**Directions for this task:** Lay out every line of the rows below as a Markdown table with two columns, Line No. and Content, numbering the lines in order and omitting blank lines.

━━━━

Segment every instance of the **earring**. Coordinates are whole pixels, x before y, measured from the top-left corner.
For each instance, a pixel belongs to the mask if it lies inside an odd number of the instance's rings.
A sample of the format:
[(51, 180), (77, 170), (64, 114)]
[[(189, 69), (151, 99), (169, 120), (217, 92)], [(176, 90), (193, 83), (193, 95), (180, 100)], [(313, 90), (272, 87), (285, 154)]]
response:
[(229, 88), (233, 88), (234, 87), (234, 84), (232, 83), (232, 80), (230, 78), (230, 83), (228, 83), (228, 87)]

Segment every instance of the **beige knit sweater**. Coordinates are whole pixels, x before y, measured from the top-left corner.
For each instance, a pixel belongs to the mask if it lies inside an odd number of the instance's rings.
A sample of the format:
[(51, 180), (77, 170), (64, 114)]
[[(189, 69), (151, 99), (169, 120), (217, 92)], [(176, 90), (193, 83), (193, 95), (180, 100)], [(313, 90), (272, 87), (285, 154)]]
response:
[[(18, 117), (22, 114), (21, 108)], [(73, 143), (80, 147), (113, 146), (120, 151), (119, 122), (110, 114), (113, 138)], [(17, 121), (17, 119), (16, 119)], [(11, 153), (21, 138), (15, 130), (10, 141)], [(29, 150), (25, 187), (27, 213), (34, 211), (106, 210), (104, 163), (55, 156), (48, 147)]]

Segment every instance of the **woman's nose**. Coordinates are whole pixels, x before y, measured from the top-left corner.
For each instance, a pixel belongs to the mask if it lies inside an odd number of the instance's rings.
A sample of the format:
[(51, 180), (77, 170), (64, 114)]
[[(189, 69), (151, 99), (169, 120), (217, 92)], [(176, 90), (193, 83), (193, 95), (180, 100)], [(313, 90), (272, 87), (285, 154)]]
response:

━━━━

**Reply to the task:**
| Line No. | Content |
|---|---|
| 1 | Segment every instance of the **earring**. Coordinates are whole pixels, x before y, measured from the top-left corner. |
| 2 | For each instance, a pixel belongs to the mask if it lies inside an odd number of the instance's rings. |
| 3 | A sample of the format: |
| 4 | [(51, 180), (77, 170), (64, 114)] |
| 5 | [[(189, 69), (151, 99), (169, 120), (217, 92)], [(176, 90), (193, 83), (193, 95), (180, 100)], [(313, 90), (272, 87), (285, 154)]] |
| 6 | response: |
| 7 | [(229, 88), (233, 88), (234, 87), (234, 84), (232, 83), (232, 80), (230, 78), (230, 83), (228, 83), (228, 87)] |
| 8 | Segment every instance of the **beige knit sweater**. Coordinates are whole pixels, x before y, measured from the top-left corner. |
| 9 | For each instance, a pixel belongs to the mask if it lies inside an odd number of the instance's rings. |
| 10 | A sample of the format: |
| 11 | [(51, 180), (77, 170), (64, 114)] |
| 12 | [[(189, 69), (151, 99), (169, 120), (217, 92)], [(176, 90), (193, 83), (193, 95), (180, 100)], [(313, 90), (272, 87), (285, 154)]] |
| 13 | response: |
| 14 | [[(18, 117), (22, 114), (21, 108)], [(73, 143), (80, 147), (113, 146), (120, 151), (119, 122), (110, 114), (113, 138)], [(17, 121), (17, 119), (16, 119)], [(11, 153), (21, 138), (15, 130), (10, 141)], [(29, 150), (25, 187), (27, 213), (34, 211), (106, 210), (104, 163), (55, 156), (48, 147)]] |
| 15 | Segment every instance of the **woman's nose**. Coordinates are whole pixels, x before y, measured from the top-left corner. |
| 16 | For each instance, a pixel belongs to the mask if it lies inside an odd number of the instance's rings. |
| 17 | A sample of the format: |
| 18 | [(51, 180), (77, 170), (64, 114)] |
| 19 | [[(189, 69), (151, 99), (169, 120), (217, 92)], [(176, 90), (193, 83), (193, 95), (180, 100)], [(313, 90), (272, 87), (285, 154)]] |
| 20 | response: |